Retype the items below without changes, beginning at the line containing "the pine tree." and continuing through the end of the items.

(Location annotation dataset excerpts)
========

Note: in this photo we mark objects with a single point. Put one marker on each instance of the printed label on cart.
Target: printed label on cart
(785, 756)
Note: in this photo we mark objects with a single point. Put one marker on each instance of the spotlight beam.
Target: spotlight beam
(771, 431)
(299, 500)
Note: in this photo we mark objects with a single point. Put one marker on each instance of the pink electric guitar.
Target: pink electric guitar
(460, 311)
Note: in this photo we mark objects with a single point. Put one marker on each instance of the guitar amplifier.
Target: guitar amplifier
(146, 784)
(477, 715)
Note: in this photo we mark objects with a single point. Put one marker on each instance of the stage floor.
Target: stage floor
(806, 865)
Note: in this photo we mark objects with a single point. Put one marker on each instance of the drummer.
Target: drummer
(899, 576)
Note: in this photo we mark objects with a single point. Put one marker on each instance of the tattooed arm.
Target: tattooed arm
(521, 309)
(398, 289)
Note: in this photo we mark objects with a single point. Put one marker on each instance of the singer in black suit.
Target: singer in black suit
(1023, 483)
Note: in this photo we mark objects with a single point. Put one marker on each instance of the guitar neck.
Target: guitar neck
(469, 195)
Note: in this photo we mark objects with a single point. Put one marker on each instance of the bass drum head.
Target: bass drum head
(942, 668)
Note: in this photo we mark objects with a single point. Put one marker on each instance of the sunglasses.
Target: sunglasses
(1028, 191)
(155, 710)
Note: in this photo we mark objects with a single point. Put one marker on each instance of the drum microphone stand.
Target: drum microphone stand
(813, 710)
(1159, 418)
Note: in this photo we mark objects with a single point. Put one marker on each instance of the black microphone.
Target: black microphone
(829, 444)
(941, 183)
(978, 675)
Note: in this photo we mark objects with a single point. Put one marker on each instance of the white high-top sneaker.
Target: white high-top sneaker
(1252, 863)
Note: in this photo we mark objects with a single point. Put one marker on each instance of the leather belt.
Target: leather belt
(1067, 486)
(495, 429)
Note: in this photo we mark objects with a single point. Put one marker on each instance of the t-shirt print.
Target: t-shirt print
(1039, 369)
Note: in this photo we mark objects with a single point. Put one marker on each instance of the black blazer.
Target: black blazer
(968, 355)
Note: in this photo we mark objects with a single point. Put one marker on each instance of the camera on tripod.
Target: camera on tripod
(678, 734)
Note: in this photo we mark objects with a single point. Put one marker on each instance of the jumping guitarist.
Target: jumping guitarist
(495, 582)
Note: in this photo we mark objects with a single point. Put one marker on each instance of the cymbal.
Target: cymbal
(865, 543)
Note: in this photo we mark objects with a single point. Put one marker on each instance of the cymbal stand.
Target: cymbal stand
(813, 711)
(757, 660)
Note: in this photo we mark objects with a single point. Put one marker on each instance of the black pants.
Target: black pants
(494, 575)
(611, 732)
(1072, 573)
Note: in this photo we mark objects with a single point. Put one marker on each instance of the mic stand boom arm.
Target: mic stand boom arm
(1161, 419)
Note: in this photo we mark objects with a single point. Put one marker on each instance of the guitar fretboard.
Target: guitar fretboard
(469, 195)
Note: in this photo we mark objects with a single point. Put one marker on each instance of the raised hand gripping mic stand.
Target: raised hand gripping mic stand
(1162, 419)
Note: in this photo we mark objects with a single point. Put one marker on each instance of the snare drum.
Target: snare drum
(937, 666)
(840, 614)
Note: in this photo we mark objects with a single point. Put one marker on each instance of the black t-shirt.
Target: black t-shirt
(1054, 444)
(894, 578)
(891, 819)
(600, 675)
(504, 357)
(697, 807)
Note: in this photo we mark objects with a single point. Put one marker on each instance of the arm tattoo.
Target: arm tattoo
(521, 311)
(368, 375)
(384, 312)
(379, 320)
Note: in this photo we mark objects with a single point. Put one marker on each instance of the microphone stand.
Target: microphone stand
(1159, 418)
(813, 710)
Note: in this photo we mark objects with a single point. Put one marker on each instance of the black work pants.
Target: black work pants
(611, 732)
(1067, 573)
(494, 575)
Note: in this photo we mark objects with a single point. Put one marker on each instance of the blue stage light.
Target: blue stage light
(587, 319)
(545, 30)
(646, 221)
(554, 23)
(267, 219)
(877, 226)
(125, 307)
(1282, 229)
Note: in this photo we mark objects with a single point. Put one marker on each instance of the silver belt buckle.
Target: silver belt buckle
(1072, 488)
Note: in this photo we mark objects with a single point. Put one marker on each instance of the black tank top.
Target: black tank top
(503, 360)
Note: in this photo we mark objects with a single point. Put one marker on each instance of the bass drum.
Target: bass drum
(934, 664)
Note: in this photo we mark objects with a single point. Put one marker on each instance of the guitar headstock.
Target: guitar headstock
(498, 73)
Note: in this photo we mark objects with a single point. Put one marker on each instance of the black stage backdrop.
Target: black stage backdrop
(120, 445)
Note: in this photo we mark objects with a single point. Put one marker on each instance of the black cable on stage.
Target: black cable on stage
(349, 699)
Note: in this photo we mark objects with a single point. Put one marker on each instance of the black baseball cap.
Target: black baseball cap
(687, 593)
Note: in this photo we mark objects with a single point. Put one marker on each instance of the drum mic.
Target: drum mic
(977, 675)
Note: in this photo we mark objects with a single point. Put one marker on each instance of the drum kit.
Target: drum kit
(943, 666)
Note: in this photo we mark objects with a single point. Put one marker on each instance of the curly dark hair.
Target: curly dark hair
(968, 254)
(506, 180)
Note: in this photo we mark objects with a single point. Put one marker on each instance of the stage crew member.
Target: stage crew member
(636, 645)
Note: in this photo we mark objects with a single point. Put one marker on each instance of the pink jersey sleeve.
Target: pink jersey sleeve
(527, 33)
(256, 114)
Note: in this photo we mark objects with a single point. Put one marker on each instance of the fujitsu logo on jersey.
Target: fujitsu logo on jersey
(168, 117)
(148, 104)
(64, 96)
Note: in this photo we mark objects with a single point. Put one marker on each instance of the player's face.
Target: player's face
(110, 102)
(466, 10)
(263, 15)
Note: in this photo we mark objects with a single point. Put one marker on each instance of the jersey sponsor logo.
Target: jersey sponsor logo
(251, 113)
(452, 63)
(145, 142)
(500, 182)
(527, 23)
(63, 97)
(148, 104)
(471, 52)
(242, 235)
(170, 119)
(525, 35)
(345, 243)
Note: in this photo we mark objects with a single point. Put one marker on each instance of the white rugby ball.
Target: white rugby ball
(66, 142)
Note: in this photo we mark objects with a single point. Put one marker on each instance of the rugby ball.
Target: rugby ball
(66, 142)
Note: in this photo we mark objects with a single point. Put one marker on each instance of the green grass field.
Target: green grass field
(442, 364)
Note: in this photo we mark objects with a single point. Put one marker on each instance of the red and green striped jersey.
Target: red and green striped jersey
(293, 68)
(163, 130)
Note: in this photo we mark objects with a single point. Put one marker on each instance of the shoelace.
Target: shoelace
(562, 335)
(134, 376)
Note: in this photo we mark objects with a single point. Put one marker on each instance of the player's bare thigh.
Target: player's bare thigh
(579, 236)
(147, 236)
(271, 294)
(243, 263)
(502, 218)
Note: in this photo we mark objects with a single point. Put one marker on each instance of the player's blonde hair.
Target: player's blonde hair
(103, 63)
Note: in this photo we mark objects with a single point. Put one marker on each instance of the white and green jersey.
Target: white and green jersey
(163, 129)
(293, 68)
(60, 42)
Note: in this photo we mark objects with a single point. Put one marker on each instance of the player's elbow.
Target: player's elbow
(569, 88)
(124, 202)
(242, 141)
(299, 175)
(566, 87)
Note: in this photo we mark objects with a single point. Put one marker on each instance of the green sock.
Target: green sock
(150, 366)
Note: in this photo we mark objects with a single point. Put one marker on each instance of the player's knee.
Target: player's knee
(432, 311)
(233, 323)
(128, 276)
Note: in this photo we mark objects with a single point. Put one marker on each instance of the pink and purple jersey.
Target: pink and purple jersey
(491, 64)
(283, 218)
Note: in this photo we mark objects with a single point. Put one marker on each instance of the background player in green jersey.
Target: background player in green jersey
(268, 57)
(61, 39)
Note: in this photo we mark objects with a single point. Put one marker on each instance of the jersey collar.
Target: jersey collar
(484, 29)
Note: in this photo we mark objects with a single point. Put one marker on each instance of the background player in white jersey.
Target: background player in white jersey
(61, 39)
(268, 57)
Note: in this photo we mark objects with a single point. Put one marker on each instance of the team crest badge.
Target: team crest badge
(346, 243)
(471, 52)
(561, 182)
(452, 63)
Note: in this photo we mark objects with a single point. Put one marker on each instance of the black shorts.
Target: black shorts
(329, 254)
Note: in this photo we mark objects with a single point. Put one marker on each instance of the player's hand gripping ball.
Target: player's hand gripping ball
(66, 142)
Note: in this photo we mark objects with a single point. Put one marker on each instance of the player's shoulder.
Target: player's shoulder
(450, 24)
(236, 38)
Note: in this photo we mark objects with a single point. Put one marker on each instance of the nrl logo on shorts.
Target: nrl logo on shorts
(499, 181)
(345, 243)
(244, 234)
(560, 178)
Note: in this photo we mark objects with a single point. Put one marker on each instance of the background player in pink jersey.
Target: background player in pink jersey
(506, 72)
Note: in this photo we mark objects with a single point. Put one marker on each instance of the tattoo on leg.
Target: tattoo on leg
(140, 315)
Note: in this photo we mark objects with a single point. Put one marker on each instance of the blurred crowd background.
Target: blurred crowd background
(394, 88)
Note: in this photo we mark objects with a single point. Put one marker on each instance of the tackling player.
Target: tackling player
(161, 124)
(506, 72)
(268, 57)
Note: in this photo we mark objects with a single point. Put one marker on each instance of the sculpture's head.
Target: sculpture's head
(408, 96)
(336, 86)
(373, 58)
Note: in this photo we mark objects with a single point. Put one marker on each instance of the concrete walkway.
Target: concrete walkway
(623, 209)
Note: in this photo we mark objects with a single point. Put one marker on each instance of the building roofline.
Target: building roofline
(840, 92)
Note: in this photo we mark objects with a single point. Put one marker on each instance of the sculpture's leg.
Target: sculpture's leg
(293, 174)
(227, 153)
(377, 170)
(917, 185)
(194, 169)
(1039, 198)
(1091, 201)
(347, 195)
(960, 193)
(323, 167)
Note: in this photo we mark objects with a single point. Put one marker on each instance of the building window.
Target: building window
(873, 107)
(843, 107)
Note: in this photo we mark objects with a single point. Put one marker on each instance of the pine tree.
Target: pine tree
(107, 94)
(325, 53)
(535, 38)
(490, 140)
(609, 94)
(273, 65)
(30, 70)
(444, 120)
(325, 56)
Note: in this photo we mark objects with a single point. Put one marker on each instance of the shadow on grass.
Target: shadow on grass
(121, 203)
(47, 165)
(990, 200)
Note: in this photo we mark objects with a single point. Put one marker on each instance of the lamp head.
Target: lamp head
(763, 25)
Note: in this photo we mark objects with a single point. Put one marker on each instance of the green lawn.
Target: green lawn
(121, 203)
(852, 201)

========

## Written answer
Note: in this photo we mark objects with a single point. Put one marker on each instance of the pine tree.
Target: pine tree
(107, 94)
(325, 53)
(535, 38)
(490, 140)
(609, 94)
(273, 65)
(30, 70)
(444, 120)
(325, 56)
Note: in this photo we mark objects with a single point. Put one marker on each instance of the shadow on grass.
Target: shadow on grass
(121, 203)
(47, 165)
(990, 200)
Note: in this photo we mark objects with a single point. Put one marker on each instance of the lamp head.
Target: lamp head
(763, 25)
Note: in this photo we mark objects with a single point. Put one marker on each instance of the green lawn.
Target: green lawn
(121, 203)
(852, 201)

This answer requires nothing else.